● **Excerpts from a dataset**

== Segment start ==

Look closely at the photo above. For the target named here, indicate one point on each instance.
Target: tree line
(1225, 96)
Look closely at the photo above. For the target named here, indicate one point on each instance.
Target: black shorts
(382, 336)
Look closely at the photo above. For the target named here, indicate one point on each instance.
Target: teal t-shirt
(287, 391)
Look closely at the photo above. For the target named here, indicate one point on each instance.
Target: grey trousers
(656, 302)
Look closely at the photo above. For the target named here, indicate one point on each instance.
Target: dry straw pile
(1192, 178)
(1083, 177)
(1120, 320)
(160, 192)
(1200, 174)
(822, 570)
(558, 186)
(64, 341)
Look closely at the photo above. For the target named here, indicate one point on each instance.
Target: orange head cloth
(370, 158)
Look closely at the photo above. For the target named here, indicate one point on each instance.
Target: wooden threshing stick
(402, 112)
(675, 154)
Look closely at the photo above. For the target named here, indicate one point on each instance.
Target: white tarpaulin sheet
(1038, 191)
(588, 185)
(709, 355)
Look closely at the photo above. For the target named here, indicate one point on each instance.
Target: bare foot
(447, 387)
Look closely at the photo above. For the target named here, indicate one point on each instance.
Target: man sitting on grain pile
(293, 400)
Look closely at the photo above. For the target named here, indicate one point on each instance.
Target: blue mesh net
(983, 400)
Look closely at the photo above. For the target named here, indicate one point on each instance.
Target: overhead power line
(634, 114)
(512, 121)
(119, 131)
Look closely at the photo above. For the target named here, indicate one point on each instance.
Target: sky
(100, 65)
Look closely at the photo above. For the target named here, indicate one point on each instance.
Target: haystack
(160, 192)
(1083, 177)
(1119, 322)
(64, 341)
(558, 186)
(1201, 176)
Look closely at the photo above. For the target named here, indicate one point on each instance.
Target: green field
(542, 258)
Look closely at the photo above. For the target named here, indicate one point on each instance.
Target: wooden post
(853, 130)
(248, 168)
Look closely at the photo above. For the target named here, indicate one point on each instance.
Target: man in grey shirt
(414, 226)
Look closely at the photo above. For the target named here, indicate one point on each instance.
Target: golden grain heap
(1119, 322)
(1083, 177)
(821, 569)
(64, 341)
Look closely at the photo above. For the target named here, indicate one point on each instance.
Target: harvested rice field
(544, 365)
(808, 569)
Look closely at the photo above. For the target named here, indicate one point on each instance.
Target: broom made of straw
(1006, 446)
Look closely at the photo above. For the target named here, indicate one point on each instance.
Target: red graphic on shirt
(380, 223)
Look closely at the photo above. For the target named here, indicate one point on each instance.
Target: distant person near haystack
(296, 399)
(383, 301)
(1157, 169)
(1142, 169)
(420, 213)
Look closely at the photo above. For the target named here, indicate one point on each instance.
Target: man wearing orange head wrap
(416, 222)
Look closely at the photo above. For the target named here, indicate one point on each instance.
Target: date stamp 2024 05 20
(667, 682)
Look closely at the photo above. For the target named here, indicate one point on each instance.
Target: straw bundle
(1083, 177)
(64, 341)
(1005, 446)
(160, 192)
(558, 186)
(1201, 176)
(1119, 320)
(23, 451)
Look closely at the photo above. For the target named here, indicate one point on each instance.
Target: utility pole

== Segment end ==

● **Prompt**
Write out every entry exactly as given.

● **Result of the task**
Look closely at the photo above. For the target named here, indicate one point on each instance.
Target: tree line
(1225, 96)
Look closely at the photo above. For the target named here, indicate one point on each instance.
Target: black shorts
(382, 336)
Look closely at the photo above. For the target named here, indicate one point on each instance.
Target: teal t-shirt
(287, 391)
Look closely at the photo above. For the target named here, indicate one point on each instance.
Target: grey trousers
(656, 302)
Look closely at the photo above. For the target named here, indicate one point on each instance.
Target: dry straw pile
(1192, 178)
(1083, 177)
(1120, 320)
(160, 192)
(1200, 174)
(822, 570)
(558, 186)
(64, 341)
Look closely at the photo above. For the target named here, indicate one point on each instance.
Target: orange head cloth
(370, 158)
Look closely at the photo above. For the target named here, indicate one point on each instance.
Target: wooden threshing stick
(402, 112)
(675, 154)
Look closely at the photo above. For the target named here, indicate one point on each instance.
Target: white tarpaulin sheet
(1038, 191)
(588, 185)
(709, 355)
Look closely at the photo above. For the target named here, indicate one point on each instance.
Target: bare foot
(447, 387)
Look closely at the photo above. For the target named here, indicate one point on each instance.
Target: man sitting on grain pile
(293, 400)
Look closely at the photo above. For the target named here, indicate one point on each instance.
Target: blue mesh net
(983, 400)
Look closely at the photo above. For the target named here, indicate one point on each instance.
Target: overhead power line
(634, 114)
(512, 121)
(119, 131)
Look closely at the photo above. For the target named here, indicate one point on each instance.
Target: sky
(100, 65)
Look closely at the photo above. For the target named here, indicate one point on each instance.
Target: haystack
(160, 192)
(1083, 177)
(1119, 322)
(64, 341)
(558, 186)
(1201, 176)
Look closely at the photo above. For the target named here, indicate one point on each instance.
Target: green field
(542, 258)
Look closely at the photo above. For the target named here, indicate one point on each instance.
Target: wooden post
(853, 130)
(248, 168)
Look closely at the photo above. For the target named here, indicate one point on each instance.
Target: man in grey shirt
(414, 226)
Look closely at the photo above. For the target named here, indicate one point on each instance.
Target: golden grain heap
(1119, 322)
(1083, 177)
(821, 569)
(64, 341)
Look closely at the photo above. For the target named here, indicate one point on each instance.
Target: harvested rice field
(544, 365)
(808, 569)
Look closely at the photo above. For the target named here, indicate one point on each instance.
Target: broom made of straw
(1006, 446)
Look closely at the photo above. For the target named here, indicate one point on each instance.
Target: red graphic on shirt
(380, 223)
Look closely at the photo above. For the target named here, indicate one point on each instance.
Target: distant person near haystack
(296, 399)
(383, 301)
(1157, 169)
(1142, 169)
(420, 213)
Look closely at the photo above. For the target named here, indicate one point on each instance.
Target: man wearing orange head wrap
(416, 222)
Look closely at the photo above. For the target named here, indicate one point on each instance.
Target: date stamp 2024 05 20
(667, 682)
Look closely at the photo above. For the target named here, indicate one point on each instance.
Target: straw bundle
(1083, 177)
(64, 341)
(1005, 446)
(160, 192)
(558, 186)
(1201, 176)
(1119, 320)
(23, 451)
Look closely at the photo above. For the target named here, indicate one point on each instance.
Target: utility pole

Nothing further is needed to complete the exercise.